■ **Stored items from a collection**:
_ _ _ _ _

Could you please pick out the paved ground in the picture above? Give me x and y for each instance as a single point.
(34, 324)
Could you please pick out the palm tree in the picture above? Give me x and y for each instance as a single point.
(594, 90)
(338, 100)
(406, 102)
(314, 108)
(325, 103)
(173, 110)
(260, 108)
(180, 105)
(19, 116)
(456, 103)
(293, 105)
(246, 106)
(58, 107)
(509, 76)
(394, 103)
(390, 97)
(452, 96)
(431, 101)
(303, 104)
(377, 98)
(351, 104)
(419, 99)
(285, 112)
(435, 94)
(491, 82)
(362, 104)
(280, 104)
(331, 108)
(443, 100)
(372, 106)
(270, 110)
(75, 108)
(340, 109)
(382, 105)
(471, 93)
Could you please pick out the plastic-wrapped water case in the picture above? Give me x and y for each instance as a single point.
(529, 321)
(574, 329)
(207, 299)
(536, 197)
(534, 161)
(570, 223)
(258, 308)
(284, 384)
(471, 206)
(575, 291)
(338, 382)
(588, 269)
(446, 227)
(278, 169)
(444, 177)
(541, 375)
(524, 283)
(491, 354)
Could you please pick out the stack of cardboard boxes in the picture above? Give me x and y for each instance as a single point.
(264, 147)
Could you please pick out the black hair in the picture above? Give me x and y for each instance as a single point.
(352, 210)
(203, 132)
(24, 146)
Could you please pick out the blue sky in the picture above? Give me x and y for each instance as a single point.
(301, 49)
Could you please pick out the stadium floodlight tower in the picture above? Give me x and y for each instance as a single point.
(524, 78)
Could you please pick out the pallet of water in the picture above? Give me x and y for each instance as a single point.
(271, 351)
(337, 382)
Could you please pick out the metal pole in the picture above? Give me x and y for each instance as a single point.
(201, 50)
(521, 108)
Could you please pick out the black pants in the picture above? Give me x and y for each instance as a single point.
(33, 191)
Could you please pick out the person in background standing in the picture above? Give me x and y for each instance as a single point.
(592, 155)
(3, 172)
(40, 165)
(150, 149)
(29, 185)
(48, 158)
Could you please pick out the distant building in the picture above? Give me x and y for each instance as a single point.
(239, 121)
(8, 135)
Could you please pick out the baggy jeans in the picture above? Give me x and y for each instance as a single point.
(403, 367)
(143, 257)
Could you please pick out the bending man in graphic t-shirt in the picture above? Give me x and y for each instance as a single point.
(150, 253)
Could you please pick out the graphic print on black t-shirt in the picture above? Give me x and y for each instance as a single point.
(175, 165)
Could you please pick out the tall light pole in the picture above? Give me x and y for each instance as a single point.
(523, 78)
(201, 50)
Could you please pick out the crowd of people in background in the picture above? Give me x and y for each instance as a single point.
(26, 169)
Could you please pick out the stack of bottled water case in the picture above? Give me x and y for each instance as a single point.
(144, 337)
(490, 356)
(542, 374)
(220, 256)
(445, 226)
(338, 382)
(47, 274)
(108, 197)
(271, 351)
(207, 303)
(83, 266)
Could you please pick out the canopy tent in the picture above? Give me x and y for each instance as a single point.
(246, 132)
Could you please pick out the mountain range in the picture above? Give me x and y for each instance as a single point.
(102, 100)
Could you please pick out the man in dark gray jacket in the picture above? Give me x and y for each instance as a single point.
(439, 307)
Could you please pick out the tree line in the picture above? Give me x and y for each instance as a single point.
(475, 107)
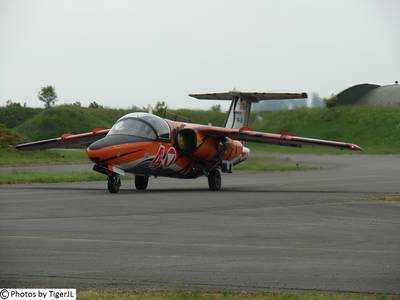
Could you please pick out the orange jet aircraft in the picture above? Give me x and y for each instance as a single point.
(146, 145)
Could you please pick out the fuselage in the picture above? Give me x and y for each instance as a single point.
(145, 144)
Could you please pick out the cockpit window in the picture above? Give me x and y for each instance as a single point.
(159, 125)
(136, 127)
(142, 125)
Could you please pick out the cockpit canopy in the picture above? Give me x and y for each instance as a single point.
(142, 125)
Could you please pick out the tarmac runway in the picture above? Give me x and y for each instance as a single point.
(325, 230)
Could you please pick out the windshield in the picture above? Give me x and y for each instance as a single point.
(136, 127)
(142, 125)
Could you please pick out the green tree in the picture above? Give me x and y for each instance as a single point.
(160, 109)
(10, 103)
(94, 104)
(48, 95)
(331, 102)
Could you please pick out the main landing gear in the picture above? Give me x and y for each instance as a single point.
(113, 183)
(214, 180)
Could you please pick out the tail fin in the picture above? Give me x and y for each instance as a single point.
(239, 111)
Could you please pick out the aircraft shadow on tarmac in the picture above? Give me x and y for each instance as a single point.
(196, 190)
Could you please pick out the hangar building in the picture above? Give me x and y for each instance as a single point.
(371, 95)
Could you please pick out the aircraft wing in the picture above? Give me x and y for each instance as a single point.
(272, 138)
(249, 96)
(66, 141)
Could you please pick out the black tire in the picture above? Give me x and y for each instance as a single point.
(141, 182)
(113, 183)
(214, 180)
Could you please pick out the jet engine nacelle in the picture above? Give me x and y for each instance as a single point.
(194, 143)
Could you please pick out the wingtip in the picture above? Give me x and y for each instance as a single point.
(355, 147)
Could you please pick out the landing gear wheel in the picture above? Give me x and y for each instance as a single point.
(141, 182)
(113, 183)
(214, 180)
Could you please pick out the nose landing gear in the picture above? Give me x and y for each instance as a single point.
(141, 182)
(214, 180)
(113, 183)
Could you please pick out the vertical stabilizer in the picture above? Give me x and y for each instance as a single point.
(239, 111)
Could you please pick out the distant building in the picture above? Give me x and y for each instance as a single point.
(371, 95)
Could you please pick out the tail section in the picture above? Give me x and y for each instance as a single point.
(239, 111)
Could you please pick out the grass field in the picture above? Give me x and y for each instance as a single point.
(376, 129)
(180, 295)
(49, 177)
(10, 157)
(260, 162)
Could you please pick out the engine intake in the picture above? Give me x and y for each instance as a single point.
(186, 141)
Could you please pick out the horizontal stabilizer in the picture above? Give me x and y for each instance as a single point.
(249, 96)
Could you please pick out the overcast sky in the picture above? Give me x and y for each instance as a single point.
(124, 53)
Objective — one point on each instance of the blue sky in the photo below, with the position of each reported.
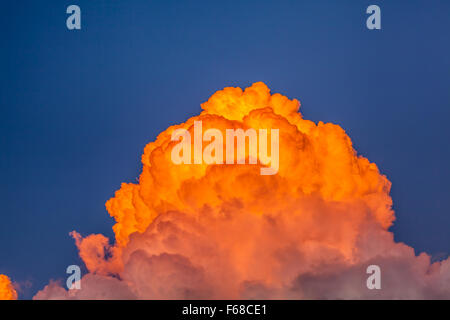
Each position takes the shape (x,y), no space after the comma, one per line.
(78,107)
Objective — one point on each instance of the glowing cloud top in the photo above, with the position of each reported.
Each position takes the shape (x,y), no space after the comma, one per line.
(226,231)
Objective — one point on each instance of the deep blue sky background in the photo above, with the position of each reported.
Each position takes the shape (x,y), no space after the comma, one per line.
(78,107)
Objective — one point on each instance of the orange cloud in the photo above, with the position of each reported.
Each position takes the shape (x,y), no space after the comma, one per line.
(7,291)
(226,231)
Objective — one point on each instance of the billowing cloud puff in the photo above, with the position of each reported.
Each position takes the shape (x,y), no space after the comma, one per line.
(224,231)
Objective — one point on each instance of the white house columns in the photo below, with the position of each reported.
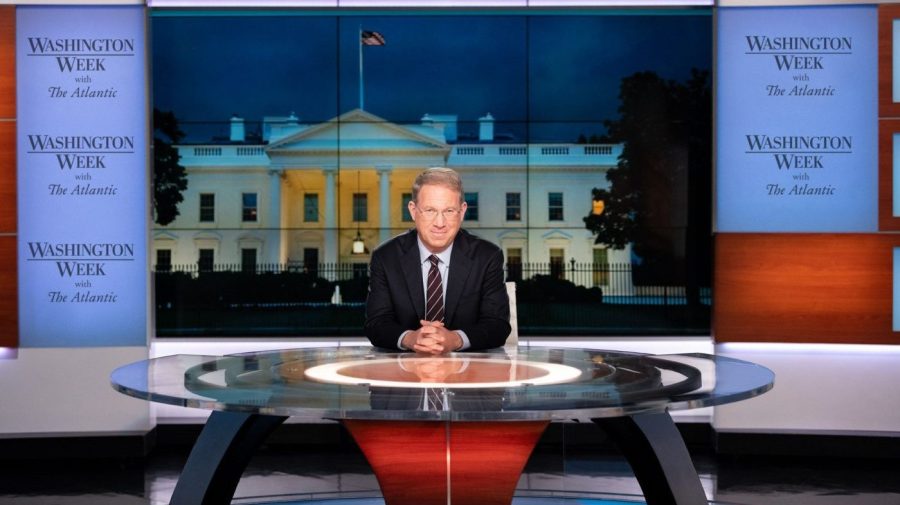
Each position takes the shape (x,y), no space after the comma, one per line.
(384,200)
(331,209)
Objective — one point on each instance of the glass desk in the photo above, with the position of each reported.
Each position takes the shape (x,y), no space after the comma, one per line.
(438,430)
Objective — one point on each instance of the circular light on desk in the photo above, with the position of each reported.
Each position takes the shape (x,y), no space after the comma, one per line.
(426,372)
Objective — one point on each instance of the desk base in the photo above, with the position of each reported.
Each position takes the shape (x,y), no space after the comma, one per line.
(436,463)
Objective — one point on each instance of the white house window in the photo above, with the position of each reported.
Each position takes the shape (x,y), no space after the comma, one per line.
(555,206)
(360,207)
(248,259)
(514,206)
(163,260)
(472,206)
(207,207)
(405,216)
(557,263)
(248,207)
(311,207)
(205,260)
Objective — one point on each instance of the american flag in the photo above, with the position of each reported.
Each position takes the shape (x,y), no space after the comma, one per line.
(370,38)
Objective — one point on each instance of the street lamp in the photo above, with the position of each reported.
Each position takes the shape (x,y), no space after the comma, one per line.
(359,247)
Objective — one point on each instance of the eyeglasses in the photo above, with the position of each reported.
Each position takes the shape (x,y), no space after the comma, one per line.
(430,213)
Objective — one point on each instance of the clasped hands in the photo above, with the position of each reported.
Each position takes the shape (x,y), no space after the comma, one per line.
(432,338)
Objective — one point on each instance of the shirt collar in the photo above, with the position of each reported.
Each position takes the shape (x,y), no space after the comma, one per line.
(424,253)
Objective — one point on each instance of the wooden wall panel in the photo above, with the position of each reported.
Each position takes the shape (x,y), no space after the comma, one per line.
(811,288)
(9,304)
(886,105)
(9,293)
(7,61)
(7,177)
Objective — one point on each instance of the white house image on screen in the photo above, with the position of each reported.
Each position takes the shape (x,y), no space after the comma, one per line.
(301,193)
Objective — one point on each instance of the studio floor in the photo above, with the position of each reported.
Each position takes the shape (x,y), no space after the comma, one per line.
(554,474)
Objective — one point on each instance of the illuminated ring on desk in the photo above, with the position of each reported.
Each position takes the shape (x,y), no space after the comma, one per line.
(390,373)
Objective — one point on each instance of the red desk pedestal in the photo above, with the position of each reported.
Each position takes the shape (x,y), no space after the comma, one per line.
(442,462)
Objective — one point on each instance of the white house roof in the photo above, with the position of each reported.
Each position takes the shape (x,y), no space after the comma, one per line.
(360,130)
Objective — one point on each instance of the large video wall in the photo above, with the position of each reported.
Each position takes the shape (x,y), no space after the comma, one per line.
(583,138)
(285,141)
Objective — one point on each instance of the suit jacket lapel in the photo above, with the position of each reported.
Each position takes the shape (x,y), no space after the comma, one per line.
(460,267)
(412,272)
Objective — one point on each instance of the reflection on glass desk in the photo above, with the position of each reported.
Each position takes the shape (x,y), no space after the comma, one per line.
(451,429)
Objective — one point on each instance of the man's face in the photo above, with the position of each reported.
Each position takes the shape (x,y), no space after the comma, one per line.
(438,216)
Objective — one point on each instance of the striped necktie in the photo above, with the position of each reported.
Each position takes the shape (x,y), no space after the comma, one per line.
(434,297)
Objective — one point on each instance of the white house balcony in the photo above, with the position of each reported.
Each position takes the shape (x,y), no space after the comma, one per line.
(222,155)
(605,155)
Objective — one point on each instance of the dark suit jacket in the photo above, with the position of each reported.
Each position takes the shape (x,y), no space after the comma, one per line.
(476,301)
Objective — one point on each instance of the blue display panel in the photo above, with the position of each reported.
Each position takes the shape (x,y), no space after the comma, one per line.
(82,177)
(797,119)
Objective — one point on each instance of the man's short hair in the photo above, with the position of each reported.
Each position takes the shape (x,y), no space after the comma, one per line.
(438,176)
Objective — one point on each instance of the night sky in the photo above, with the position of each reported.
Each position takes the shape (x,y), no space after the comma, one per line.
(545,78)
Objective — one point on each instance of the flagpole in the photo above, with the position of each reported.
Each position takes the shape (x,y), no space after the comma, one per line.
(359,41)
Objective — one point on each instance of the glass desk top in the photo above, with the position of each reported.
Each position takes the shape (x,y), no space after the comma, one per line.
(534,383)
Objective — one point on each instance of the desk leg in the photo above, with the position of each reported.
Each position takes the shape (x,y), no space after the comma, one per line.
(656,452)
(438,462)
(219,457)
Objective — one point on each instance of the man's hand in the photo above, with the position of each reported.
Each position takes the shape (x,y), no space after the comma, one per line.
(432,338)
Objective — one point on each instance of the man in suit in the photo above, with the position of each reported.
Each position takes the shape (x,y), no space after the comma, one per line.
(437,289)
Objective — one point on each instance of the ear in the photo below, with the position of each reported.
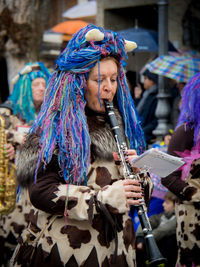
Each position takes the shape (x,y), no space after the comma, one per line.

_ _ _ _ _

■ **WORK REQUEST**: Identify every line above that includes the word "wall", and show those lines.

■ **ANSWER SECTION**:
Objective — one point on each instance of the wooden wall panel in the photo above, with the position of each reported.
Objective — one point on each instance of the large video wall in the photo above, with the position of each reported.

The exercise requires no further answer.